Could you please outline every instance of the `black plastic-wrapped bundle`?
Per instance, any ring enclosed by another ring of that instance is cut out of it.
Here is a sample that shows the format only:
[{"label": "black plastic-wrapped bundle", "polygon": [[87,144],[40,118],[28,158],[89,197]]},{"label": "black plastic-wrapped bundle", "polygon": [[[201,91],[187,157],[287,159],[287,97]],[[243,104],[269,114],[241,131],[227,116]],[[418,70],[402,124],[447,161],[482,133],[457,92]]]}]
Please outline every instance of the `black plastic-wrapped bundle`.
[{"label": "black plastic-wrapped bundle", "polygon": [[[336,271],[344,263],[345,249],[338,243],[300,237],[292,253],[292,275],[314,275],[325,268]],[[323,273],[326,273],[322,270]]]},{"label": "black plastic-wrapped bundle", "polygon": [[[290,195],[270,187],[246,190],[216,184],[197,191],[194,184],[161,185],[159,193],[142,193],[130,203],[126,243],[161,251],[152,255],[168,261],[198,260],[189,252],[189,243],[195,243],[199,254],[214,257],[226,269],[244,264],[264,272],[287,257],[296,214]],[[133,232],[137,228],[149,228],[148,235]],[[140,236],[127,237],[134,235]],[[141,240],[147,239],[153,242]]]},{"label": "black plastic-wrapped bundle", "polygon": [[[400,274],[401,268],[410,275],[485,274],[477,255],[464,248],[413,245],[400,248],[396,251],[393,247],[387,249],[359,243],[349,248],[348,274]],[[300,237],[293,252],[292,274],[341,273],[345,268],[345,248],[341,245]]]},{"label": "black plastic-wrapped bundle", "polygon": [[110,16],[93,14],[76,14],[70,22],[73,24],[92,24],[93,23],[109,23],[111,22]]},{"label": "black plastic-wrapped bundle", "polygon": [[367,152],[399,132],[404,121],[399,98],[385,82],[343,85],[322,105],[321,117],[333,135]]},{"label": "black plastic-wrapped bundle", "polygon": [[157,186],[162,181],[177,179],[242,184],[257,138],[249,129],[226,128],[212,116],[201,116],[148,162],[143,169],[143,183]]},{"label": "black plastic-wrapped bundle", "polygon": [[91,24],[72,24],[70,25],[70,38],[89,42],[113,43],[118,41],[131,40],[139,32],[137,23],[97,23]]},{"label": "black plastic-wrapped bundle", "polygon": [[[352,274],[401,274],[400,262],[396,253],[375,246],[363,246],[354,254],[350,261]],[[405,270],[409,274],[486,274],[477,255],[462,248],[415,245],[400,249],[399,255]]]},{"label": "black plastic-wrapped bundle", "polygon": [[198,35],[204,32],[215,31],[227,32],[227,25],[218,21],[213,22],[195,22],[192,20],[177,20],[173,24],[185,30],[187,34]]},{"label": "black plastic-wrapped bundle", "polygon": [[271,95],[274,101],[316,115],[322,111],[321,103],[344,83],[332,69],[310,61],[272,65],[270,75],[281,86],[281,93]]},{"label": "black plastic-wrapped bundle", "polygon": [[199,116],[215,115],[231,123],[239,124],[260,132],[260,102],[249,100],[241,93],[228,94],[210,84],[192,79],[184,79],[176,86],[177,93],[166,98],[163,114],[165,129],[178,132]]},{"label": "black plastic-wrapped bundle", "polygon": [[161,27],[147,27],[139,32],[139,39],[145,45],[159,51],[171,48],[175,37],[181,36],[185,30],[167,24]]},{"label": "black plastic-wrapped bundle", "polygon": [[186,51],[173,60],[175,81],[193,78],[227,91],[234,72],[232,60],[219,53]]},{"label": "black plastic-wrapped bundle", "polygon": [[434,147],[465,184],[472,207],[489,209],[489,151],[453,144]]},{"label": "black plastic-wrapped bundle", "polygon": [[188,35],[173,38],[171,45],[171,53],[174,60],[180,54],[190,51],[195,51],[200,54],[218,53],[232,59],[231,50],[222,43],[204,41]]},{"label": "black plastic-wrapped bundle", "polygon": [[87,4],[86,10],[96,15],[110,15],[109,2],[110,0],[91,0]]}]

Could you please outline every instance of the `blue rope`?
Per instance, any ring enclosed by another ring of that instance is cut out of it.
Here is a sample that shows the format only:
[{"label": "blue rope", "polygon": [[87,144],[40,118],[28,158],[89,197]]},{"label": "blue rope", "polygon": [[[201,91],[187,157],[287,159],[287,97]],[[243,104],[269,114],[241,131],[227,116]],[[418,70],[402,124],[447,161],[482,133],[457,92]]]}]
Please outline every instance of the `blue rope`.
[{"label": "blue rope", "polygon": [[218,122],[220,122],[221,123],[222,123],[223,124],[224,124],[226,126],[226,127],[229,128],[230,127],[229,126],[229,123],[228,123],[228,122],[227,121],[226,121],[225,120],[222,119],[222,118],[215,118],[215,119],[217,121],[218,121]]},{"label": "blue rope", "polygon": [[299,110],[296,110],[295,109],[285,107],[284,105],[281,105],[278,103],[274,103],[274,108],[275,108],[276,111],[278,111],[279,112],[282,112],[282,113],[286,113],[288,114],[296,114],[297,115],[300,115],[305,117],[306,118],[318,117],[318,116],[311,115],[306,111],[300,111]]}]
---
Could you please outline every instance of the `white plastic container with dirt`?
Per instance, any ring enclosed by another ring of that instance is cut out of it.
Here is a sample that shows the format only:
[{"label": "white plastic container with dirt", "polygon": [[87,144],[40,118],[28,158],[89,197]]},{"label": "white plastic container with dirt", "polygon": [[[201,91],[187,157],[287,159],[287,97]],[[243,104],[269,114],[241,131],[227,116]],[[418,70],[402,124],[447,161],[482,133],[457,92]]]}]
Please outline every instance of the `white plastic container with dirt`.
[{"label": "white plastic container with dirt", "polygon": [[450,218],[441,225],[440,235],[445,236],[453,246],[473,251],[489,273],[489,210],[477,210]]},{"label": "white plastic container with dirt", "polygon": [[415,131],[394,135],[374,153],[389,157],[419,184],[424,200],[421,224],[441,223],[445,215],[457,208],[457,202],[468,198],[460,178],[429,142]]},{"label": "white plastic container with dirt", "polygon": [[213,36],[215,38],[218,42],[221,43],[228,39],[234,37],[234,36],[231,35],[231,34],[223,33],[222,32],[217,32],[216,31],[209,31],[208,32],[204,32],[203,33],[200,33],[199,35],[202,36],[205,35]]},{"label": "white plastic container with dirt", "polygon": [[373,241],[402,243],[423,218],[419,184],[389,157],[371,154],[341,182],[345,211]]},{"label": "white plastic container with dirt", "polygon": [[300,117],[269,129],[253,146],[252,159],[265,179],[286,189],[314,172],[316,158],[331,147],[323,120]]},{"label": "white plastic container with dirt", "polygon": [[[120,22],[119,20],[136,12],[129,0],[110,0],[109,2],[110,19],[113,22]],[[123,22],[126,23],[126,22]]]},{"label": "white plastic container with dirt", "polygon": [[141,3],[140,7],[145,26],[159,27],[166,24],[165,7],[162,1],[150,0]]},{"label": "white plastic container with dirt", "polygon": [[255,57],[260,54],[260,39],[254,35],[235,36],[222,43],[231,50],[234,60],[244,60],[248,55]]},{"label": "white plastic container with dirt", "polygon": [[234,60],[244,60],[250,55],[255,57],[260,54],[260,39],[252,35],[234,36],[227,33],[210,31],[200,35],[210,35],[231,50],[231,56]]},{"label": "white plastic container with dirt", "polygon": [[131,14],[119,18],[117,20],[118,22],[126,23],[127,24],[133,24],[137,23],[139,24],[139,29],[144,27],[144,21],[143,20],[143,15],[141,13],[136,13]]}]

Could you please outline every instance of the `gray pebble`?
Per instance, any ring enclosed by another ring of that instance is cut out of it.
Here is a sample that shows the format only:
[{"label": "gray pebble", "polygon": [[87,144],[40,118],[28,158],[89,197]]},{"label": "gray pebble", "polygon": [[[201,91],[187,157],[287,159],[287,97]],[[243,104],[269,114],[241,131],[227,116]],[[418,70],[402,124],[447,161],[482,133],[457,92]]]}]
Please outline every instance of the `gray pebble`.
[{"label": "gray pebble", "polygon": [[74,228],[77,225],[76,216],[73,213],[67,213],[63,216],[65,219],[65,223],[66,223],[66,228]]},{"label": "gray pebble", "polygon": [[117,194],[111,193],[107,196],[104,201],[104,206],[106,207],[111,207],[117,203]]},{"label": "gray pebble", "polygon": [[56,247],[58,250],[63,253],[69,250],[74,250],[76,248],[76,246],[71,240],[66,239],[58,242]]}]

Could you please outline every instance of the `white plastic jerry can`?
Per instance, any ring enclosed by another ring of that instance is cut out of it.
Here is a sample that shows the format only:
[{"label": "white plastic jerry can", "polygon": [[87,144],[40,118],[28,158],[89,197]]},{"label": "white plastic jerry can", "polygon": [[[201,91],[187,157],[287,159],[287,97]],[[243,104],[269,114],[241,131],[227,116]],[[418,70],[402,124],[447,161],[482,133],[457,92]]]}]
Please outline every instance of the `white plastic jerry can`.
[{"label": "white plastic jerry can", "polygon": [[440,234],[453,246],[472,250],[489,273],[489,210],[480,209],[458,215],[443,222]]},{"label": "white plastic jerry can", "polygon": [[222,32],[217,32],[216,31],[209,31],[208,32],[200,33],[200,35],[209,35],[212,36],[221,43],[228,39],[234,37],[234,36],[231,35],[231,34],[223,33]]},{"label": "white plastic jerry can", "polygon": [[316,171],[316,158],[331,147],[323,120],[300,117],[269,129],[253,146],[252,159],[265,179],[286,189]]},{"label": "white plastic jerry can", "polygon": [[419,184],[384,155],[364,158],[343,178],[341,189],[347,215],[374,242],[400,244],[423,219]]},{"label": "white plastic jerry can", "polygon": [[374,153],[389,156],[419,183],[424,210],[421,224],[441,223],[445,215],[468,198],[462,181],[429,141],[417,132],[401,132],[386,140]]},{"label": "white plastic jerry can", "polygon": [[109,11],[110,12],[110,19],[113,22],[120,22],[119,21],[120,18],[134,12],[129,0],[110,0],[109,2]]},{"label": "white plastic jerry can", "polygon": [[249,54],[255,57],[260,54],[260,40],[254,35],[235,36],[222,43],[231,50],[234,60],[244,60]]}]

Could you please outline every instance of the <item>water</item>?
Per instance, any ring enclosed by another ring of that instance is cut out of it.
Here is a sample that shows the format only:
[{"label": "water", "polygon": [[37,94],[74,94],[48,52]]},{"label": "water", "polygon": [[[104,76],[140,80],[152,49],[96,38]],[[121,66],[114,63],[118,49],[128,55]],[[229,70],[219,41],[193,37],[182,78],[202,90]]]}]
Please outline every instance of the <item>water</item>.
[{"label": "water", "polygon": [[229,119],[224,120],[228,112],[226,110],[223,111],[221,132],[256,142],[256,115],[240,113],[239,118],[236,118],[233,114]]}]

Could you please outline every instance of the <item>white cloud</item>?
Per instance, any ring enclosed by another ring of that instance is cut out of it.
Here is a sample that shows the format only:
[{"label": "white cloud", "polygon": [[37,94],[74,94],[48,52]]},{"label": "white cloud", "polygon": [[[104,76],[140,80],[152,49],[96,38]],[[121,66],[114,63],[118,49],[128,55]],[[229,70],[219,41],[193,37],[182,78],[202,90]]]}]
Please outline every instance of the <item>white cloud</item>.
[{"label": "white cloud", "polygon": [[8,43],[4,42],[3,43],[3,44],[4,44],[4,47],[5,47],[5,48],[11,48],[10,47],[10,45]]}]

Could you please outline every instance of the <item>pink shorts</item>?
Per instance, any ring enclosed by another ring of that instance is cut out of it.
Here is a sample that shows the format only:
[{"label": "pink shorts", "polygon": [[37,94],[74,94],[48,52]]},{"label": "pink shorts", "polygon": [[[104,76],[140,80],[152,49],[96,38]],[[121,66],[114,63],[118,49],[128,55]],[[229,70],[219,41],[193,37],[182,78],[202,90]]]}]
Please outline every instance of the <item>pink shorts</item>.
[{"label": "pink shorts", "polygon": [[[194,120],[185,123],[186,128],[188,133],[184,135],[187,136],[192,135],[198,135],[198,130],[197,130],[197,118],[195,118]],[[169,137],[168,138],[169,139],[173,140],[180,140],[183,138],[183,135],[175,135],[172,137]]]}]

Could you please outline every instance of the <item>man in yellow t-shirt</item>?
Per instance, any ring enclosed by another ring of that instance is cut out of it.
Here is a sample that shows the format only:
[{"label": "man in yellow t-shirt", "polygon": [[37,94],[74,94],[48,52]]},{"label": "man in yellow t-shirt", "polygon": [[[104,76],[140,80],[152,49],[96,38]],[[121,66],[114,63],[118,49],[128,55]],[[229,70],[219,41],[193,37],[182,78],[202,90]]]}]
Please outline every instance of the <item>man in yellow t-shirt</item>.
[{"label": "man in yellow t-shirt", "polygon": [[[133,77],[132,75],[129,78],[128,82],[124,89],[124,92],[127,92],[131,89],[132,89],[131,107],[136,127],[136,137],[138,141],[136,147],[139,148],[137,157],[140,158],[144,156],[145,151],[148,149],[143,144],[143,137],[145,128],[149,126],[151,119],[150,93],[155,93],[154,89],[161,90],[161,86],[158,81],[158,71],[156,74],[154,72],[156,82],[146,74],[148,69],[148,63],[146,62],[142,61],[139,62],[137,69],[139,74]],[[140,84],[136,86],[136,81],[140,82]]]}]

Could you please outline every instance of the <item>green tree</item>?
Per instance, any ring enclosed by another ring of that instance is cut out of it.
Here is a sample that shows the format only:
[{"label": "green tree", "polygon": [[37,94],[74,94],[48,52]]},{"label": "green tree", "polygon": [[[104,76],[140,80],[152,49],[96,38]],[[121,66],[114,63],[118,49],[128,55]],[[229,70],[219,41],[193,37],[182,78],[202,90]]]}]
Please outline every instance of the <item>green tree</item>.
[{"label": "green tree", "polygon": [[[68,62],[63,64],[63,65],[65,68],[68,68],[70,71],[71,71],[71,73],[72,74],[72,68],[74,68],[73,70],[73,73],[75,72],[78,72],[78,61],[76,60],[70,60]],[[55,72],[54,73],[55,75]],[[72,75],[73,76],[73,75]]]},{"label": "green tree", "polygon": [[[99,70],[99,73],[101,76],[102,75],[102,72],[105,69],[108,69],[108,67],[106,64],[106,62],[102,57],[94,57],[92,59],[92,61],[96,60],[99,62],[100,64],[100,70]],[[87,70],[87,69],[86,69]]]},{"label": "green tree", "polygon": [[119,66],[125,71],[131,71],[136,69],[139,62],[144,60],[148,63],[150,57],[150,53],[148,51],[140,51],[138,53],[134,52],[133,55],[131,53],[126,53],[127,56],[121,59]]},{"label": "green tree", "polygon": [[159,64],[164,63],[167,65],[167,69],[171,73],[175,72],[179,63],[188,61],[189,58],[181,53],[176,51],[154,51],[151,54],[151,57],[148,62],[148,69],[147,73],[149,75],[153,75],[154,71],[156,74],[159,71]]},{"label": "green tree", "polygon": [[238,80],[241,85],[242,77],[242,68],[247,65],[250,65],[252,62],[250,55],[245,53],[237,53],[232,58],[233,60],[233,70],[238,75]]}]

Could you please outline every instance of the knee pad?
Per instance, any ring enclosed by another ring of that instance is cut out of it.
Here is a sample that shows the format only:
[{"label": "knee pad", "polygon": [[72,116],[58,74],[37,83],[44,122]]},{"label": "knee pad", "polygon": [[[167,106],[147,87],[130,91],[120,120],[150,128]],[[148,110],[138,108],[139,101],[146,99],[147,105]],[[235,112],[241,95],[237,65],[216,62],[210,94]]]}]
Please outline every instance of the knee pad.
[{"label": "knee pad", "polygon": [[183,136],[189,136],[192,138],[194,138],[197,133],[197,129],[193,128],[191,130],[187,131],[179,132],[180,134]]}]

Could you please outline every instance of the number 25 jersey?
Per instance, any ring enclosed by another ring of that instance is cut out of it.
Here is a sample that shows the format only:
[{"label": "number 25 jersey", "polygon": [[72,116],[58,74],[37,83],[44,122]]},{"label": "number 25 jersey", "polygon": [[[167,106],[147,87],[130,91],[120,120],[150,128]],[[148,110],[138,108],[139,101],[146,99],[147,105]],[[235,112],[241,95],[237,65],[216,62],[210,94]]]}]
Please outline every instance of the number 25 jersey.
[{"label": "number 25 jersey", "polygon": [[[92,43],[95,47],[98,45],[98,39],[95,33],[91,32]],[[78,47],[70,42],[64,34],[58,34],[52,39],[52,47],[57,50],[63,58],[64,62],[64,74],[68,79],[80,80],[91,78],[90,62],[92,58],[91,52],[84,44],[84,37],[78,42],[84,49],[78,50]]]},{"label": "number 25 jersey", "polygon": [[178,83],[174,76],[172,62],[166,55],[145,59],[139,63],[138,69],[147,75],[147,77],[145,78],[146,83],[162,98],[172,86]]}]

**Task description**
Reproduce the lines of the listing starting at the line containing "Could you please outline every instance of the <item>man" and ending at the line containing "in yellow t-shirt</item>.", substituting "green" for "yellow" throughout and leaving everything else unchanged.

**The result**
Could you please outline every instance of the <item>man in green t-shirt</item>?
Per instance, any ring enclosed by another ring of that instance is cut out of it.
Here is a sample that shows the format only:
[{"label": "man in green t-shirt", "polygon": [[37,94],[74,94],[48,52]]},{"label": "man in green t-shirt", "polygon": [[[104,76],[140,80],[152,49],[96,38]],[[121,66],[114,63],[118,49],[128,55]],[[229,70],[219,41],[193,37],[182,78],[202,90]]]}]
Please outline every instance of the <item>man in green t-shirt</item>.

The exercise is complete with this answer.